Natural-language object grounding data
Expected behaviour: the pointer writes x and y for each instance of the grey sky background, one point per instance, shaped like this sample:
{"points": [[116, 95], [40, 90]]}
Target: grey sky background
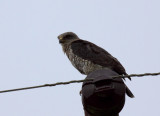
{"points": [[31, 55]]}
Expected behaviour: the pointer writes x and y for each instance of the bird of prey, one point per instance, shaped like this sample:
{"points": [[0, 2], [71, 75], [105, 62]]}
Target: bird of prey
{"points": [[87, 57]]}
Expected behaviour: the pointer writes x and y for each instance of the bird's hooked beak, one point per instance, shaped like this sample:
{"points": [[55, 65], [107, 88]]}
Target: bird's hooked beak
{"points": [[60, 38]]}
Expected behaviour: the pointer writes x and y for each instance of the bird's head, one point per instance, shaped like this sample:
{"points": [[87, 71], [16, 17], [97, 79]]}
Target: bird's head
{"points": [[67, 37]]}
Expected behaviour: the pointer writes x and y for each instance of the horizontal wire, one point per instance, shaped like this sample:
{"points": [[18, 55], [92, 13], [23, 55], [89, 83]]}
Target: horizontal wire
{"points": [[78, 81]]}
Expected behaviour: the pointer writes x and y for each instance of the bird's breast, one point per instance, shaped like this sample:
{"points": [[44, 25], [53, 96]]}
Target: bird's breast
{"points": [[82, 65]]}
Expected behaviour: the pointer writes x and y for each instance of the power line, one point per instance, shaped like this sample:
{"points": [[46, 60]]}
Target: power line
{"points": [[78, 81]]}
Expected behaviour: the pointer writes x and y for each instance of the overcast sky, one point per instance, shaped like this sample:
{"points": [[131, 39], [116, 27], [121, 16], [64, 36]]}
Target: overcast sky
{"points": [[31, 55]]}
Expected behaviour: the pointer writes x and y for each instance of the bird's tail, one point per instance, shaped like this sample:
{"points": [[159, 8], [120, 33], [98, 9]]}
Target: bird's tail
{"points": [[129, 93]]}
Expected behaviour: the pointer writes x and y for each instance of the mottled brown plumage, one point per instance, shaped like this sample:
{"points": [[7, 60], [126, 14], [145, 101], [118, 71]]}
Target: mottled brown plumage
{"points": [[87, 57]]}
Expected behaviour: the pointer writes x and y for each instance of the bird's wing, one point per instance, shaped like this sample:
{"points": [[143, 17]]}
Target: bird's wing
{"points": [[91, 52]]}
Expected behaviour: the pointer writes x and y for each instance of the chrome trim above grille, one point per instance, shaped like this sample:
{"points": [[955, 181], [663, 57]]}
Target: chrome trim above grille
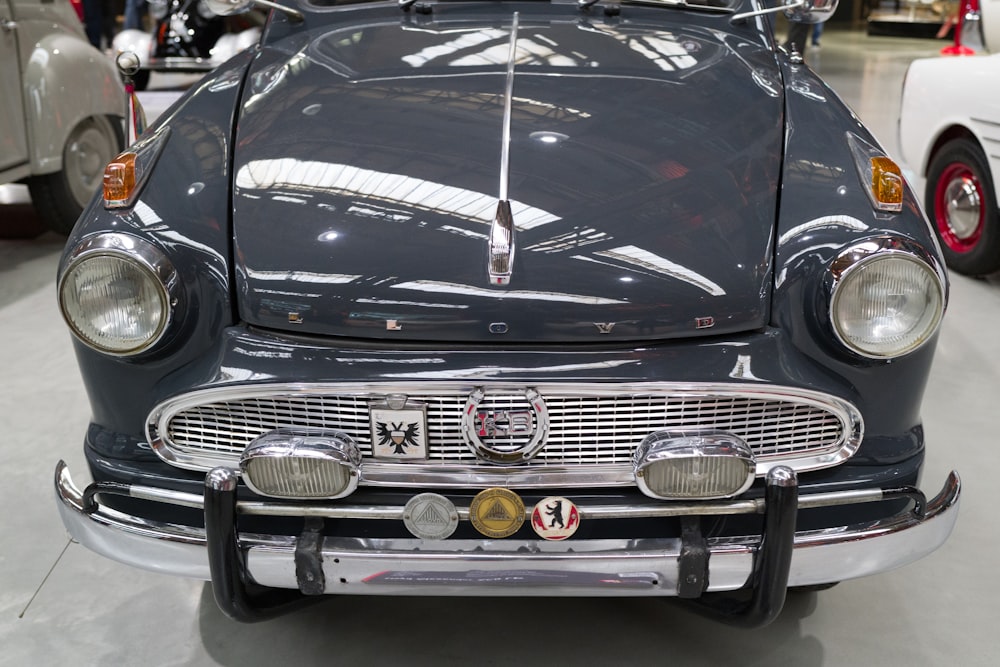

EXERCISE BRIEF:
Ending at the line with "of the horizontal", reproduce exactly the lines that begin at the top of the data, and include no pictures.

THE COMPLETED TASK:
Expected behaviour: the pointer writes x and y for each instance of the grey sky background, one point per instance, shaped like this sample:
{"points": [[116, 95], [40, 90]]}
Target: grey sky background
{"points": [[31, 55]]}
Expected behaviour: the pointer writes x and y for each instance of the bird of prey, one point per instance, shaped like this sample:
{"points": [[0, 2], [71, 75], [105, 62]]}
Target: bird of prey
{"points": [[87, 57]]}
Expected behaviour: the pointer writes x and y for each instance of the bird's hooked beak, one point per instance, shaped like this sample:
{"points": [[55, 65], [107, 88]]}
Target: bird's hooked beak
{"points": [[60, 38]]}
Expected behaviour: the pointer writes x and y for each instance of the bird's head, one point per instance, shaped like this sample:
{"points": [[87, 71], [16, 17], [97, 79]]}
Target: bird's head
{"points": [[67, 37]]}
Expected behaviour: the pointer writes x and y for each instance of the horizontal wire, one point per instance, shaped like this sample:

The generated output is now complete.